YOUR TASK ▸ Tally the lines of the items that contain the string "gray", matching case exactly, and give only that number.

Point labeling items:
begin
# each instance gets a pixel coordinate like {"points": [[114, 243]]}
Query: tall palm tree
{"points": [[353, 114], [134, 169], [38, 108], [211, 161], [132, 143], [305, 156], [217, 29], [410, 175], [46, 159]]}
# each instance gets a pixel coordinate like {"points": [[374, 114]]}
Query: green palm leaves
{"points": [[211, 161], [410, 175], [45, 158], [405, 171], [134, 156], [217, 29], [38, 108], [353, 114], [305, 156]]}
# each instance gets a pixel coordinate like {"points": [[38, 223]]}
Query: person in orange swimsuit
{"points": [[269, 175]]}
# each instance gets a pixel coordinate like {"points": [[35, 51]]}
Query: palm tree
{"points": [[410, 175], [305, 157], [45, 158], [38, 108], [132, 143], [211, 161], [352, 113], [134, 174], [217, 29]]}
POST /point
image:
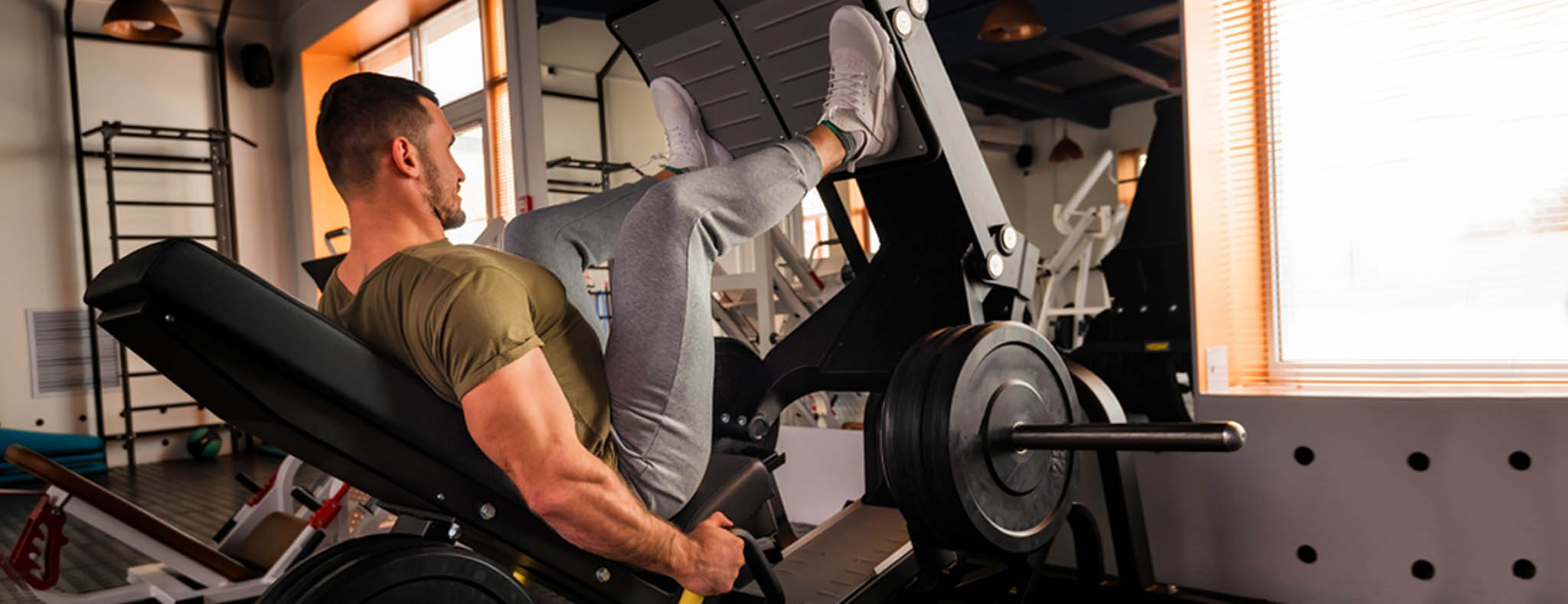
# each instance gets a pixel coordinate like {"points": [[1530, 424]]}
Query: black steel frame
{"points": [[604, 167], [215, 164]]}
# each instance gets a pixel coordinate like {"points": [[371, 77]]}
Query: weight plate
{"points": [[981, 495], [309, 571], [941, 491], [899, 430]]}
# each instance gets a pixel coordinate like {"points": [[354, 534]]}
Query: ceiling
{"points": [[260, 10], [1093, 57]]}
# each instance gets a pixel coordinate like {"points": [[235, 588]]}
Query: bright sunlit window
{"points": [[452, 52], [460, 55], [1419, 192], [1377, 195]]}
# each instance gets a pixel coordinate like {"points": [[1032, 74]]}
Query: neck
{"points": [[380, 230]]}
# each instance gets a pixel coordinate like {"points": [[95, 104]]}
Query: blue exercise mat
{"points": [[82, 454]]}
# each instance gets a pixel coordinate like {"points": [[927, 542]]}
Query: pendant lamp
{"points": [[143, 21], [1067, 149], [1011, 21]]}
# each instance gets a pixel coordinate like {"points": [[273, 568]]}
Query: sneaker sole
{"points": [[714, 154], [887, 116]]}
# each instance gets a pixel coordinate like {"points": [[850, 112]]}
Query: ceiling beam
{"points": [[1038, 63], [1145, 35], [1107, 51], [993, 88], [956, 28], [1107, 85]]}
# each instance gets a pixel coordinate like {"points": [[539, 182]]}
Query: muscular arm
{"points": [[521, 421]]}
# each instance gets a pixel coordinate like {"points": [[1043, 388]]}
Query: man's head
{"points": [[378, 134]]}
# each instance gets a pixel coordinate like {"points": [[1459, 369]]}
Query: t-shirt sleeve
{"points": [[480, 324]]}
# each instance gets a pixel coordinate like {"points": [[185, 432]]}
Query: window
{"points": [[460, 57], [452, 54], [1377, 192]]}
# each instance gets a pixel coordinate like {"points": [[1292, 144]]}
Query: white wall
{"points": [[1048, 184], [41, 231], [577, 49]]}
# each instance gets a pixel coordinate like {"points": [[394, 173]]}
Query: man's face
{"points": [[443, 176]]}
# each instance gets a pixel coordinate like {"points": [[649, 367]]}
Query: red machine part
{"points": [[328, 511], [35, 557]]}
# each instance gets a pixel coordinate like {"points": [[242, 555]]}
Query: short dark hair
{"points": [[361, 113]]}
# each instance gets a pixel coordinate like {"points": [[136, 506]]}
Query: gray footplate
{"points": [[758, 70]]}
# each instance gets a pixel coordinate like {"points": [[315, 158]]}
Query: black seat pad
{"points": [[267, 363]]}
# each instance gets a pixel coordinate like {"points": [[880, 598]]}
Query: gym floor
{"points": [[194, 496]]}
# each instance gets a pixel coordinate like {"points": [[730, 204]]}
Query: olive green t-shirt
{"points": [[459, 312]]}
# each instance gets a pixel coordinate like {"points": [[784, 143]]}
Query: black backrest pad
{"points": [[260, 360]]}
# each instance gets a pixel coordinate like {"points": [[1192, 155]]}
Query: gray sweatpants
{"points": [[664, 237]]}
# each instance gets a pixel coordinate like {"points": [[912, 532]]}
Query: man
{"points": [[601, 444]]}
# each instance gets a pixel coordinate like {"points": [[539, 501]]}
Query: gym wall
{"points": [[41, 233], [1048, 184]]}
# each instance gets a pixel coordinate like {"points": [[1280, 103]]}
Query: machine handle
{"points": [[761, 570], [1222, 436]]}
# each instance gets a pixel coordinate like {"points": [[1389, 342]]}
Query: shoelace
{"points": [[848, 90], [682, 143], [656, 161]]}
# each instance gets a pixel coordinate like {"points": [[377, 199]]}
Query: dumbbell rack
{"points": [[215, 162]]}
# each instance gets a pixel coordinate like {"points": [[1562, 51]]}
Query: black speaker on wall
{"points": [[256, 61]]}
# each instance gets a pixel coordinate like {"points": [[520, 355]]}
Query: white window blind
{"points": [[1419, 197]]}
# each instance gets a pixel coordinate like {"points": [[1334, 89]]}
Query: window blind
{"points": [[1377, 194], [1228, 192], [499, 109]]}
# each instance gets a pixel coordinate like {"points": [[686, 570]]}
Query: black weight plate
{"points": [[309, 571], [938, 399], [410, 575], [899, 430], [1004, 366]]}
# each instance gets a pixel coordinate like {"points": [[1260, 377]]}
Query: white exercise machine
{"points": [[1090, 234]]}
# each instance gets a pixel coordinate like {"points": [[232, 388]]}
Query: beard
{"points": [[444, 206]]}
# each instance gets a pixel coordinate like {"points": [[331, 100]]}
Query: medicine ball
{"points": [[204, 442], [256, 61]]}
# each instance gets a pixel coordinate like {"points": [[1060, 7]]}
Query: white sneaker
{"points": [[860, 88], [691, 146]]}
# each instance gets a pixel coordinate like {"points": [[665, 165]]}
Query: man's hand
{"points": [[715, 557], [519, 418]]}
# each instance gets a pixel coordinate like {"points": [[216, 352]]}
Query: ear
{"points": [[405, 159]]}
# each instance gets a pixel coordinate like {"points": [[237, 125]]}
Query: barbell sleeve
{"points": [[1222, 436]]}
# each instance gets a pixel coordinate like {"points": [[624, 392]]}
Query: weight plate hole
{"points": [[1423, 570]]}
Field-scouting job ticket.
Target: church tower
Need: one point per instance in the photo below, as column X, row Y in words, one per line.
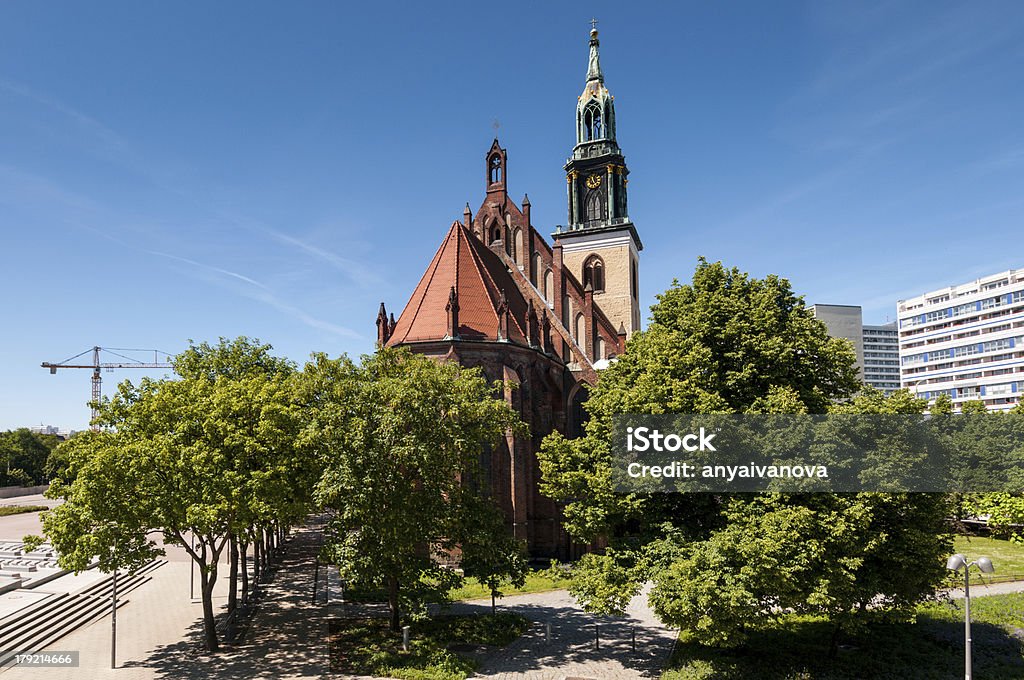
column 600, row 244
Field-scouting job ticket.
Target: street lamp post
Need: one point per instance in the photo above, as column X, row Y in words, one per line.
column 114, row 619
column 953, row 564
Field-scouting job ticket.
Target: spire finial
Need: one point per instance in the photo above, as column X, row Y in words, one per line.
column 594, row 66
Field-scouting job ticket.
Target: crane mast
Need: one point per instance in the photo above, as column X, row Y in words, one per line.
column 97, row 366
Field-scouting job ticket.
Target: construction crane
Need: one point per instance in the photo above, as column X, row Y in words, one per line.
column 96, row 366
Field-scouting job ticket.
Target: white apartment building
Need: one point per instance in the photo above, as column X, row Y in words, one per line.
column 966, row 341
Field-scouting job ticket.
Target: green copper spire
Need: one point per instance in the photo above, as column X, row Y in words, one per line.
column 594, row 66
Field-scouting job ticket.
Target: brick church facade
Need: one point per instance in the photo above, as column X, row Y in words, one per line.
column 543, row 319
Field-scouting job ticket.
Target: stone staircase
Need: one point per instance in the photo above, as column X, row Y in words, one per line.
column 44, row 623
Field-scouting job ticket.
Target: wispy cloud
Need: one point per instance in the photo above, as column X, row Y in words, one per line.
column 86, row 127
column 262, row 293
column 355, row 271
column 210, row 267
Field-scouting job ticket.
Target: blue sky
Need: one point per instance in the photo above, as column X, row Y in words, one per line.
column 194, row 170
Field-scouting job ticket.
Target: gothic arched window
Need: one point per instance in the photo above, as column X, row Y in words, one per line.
column 496, row 168
column 593, row 273
column 595, row 207
column 593, row 122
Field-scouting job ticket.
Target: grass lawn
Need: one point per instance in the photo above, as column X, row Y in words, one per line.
column 537, row 582
column 440, row 648
column 932, row 647
column 18, row 509
column 1007, row 557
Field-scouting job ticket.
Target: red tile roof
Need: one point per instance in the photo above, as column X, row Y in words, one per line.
column 479, row 278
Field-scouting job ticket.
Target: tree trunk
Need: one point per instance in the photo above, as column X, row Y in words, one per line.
column 256, row 564
column 232, row 593
column 392, row 602
column 834, row 647
column 209, row 627
column 244, row 548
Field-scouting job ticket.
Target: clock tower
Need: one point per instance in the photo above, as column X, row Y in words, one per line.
column 600, row 245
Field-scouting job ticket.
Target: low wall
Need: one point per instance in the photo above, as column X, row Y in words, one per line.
column 11, row 492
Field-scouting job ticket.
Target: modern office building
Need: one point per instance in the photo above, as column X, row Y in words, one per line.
column 966, row 341
column 876, row 346
column 881, row 365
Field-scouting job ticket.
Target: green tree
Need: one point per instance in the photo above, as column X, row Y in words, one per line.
column 23, row 457
column 198, row 459
column 400, row 437
column 731, row 343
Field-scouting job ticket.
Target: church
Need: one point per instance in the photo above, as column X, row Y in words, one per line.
column 542, row 317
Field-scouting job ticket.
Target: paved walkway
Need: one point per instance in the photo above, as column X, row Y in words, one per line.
column 160, row 630
column 287, row 638
column 572, row 651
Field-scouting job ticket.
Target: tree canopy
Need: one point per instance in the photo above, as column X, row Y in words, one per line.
column 200, row 459
column 731, row 343
column 400, row 438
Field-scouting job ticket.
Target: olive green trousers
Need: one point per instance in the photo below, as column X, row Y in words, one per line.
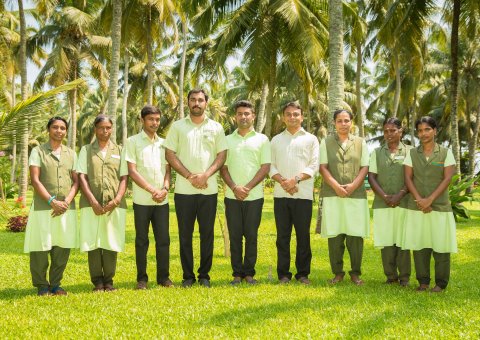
column 39, row 266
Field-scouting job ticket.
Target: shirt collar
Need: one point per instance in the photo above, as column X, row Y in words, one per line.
column 301, row 131
column 189, row 119
column 250, row 133
column 145, row 136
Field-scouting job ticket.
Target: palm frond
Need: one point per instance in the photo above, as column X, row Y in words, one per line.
column 11, row 122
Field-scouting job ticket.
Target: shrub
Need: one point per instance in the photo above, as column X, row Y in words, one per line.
column 17, row 223
column 459, row 192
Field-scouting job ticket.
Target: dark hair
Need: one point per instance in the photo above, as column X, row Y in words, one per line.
column 394, row 121
column 51, row 120
column 292, row 104
column 427, row 120
column 337, row 112
column 192, row 91
column 102, row 118
column 149, row 110
column 244, row 103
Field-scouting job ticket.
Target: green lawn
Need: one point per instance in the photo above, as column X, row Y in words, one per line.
column 266, row 310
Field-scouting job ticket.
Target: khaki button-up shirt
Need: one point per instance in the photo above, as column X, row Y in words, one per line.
column 149, row 157
column 196, row 146
column 293, row 155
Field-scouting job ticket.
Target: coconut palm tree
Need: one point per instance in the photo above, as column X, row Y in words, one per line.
column 69, row 31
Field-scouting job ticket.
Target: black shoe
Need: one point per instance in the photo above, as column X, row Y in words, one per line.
column 204, row 282
column 188, row 283
column 236, row 281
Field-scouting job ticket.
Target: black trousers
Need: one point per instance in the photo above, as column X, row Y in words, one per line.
column 243, row 220
column 158, row 216
column 297, row 213
column 202, row 208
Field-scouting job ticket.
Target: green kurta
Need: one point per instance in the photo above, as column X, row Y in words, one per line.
column 349, row 215
column 106, row 231
column 388, row 222
column 44, row 231
column 437, row 229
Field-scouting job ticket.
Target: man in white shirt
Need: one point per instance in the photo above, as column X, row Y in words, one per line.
column 147, row 167
column 295, row 156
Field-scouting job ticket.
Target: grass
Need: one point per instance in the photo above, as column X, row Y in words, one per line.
column 267, row 310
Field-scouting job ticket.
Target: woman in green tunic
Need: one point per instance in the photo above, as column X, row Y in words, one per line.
column 52, row 225
column 386, row 178
column 345, row 216
column 103, row 179
column 429, row 222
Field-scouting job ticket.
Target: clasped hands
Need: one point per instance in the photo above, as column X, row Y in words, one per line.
column 198, row 181
column 59, row 207
column 106, row 209
column 424, row 204
column 344, row 190
column 393, row 200
column 289, row 185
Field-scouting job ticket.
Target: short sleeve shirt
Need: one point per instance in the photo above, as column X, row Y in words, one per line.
column 245, row 156
column 149, row 157
column 291, row 156
column 196, row 146
column 449, row 160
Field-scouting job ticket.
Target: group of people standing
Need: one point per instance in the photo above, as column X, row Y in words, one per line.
column 411, row 206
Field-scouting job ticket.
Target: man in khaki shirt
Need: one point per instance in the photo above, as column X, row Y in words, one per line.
column 248, row 162
column 295, row 156
column 196, row 148
column 147, row 167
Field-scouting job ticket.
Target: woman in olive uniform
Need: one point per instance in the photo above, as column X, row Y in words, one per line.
column 52, row 223
column 386, row 178
column 429, row 222
column 103, row 179
column 345, row 216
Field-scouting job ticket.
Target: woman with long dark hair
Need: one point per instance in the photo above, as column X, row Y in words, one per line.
column 345, row 217
column 52, row 221
column 103, row 179
column 429, row 222
column 386, row 178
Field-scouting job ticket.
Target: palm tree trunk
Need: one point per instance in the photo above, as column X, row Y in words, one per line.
column 472, row 145
column 413, row 118
column 272, row 78
column 23, row 180
column 72, row 133
column 454, row 84
column 398, row 83
column 116, row 30
column 149, row 58
column 181, row 76
column 336, row 85
column 14, row 139
column 261, row 109
column 358, row 90
column 126, row 88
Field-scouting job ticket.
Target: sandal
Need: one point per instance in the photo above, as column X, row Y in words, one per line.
column 356, row 280
column 336, row 279
column 422, row 288
column 437, row 289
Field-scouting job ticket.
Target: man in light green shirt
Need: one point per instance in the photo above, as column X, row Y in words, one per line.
column 248, row 162
column 196, row 148
column 147, row 167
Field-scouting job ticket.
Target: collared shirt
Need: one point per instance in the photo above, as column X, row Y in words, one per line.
column 246, row 154
column 149, row 157
column 55, row 172
column 104, row 170
column 196, row 146
column 291, row 156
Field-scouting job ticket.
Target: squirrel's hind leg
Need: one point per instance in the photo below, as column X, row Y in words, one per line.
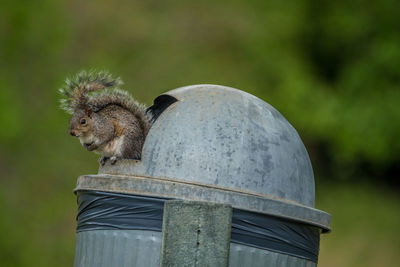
end
COMPLETED TASK ▸ 2